▸ **PROMPT**
Give back every record that follows, exactly as written.

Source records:
===

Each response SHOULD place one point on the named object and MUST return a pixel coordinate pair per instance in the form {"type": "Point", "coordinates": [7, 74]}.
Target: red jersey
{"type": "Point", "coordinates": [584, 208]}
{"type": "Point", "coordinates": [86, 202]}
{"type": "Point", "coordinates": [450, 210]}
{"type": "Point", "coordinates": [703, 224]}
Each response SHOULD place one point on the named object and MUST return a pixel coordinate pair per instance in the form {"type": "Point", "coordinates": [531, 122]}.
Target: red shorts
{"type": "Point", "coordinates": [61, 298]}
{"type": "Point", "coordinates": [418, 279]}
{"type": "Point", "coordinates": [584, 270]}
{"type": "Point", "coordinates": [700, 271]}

===

▸ **TASK RESULT**
Each response SHOULD place one point on the named object and MUST return a pixel coordinate pair per instance in the form {"type": "Point", "coordinates": [7, 74]}.
Target: red jersey
{"type": "Point", "coordinates": [584, 208]}
{"type": "Point", "coordinates": [86, 202]}
{"type": "Point", "coordinates": [450, 210]}
{"type": "Point", "coordinates": [703, 224]}
Each response SHOULD place one point on the named object and MUST return a pixel coordinate pair per instance in the form {"type": "Point", "coordinates": [531, 122]}.
Target: red shorts
{"type": "Point", "coordinates": [61, 298]}
{"type": "Point", "coordinates": [418, 279]}
{"type": "Point", "coordinates": [584, 270]}
{"type": "Point", "coordinates": [700, 271]}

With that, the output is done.